## Start EXTRACTED DATA

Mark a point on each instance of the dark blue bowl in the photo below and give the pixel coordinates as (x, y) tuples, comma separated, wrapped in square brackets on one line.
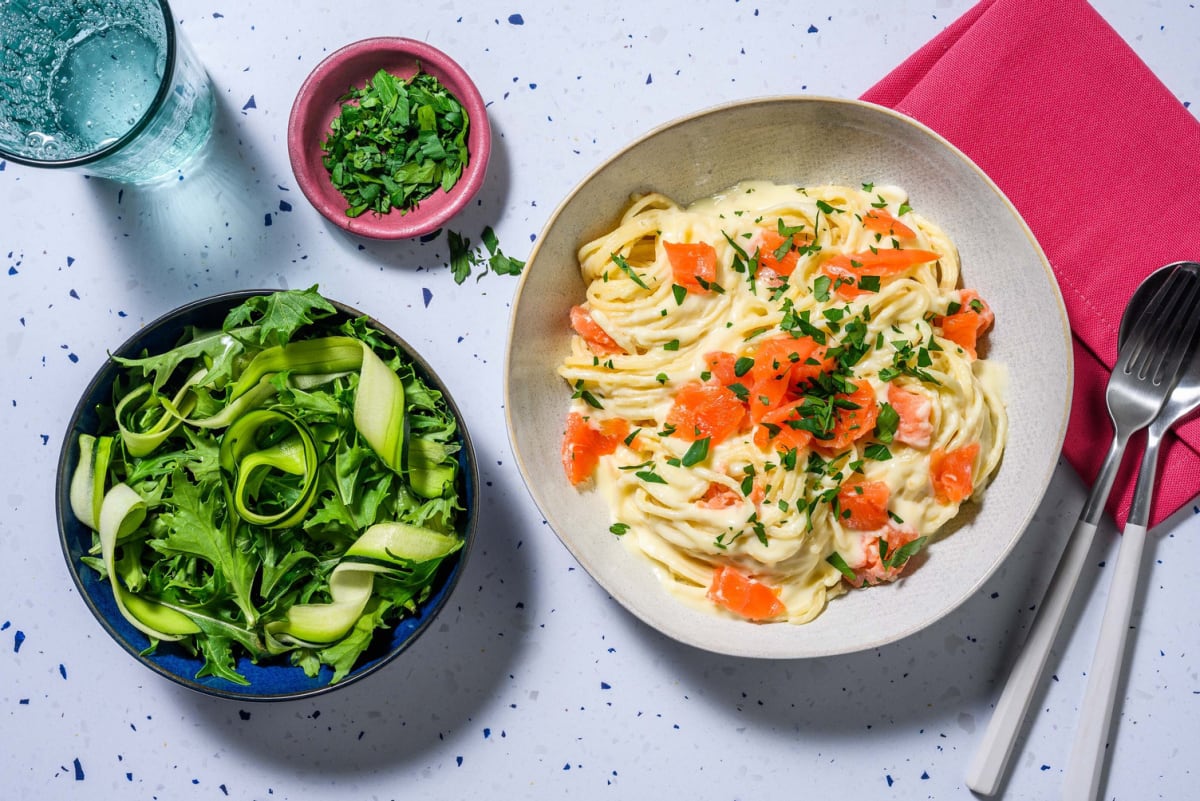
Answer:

## End EXTRACTED DATA
## Start EXTRACTED DATA

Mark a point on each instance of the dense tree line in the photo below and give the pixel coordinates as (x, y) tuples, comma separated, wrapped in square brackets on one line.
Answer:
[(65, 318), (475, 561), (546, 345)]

## End EXTRACTED DATA
## Start EXTRACTED DATA

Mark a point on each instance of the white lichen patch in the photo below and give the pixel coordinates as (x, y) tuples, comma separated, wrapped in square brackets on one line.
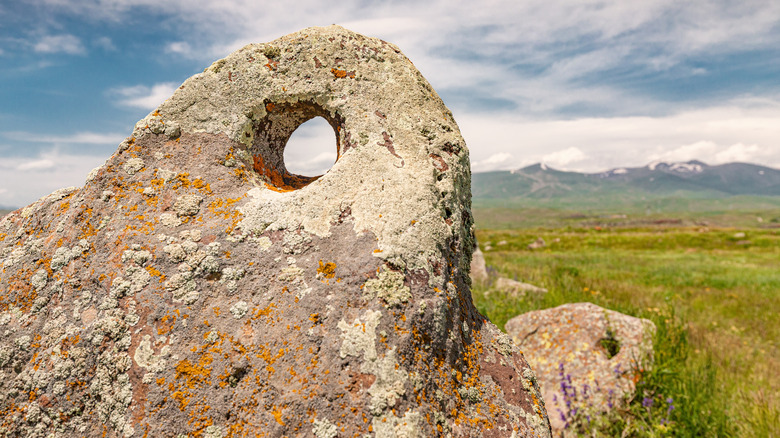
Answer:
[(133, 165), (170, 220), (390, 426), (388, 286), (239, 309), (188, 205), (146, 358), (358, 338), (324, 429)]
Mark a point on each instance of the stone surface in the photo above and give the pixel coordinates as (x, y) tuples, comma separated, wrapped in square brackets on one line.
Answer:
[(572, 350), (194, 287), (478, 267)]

## End EXTRACTED DATA

#### [PROBLEM TO SOLVE]
Identify every line above that contains the string "wrapped", matching case exactly, and copy each of those lines in full.

#### [RESPONSE TO THIS EXERCISE]
Mark a point on each instance of the dark blue bowl in the photo below and give the pixel coordinates as (x, y) tuples, comma separated, wrapped in square brackets on one line.
Mark a point on each instance of the dense tree line in the photo below and give the pixel coordinates as (x, y) tuples, comma separated, wrapped in square brackets on one line.
Mark a point on each instance of the white lichen patch in the photo below and give the pixel coordinates as (x, y) tuples, comma separated, wrapped in square brackets on one line.
Mark a point on each instance of the stone surface in the photo above and give the pixel coordinates as (x, y) tuples, comma separated, wrapped in square brackets on one line.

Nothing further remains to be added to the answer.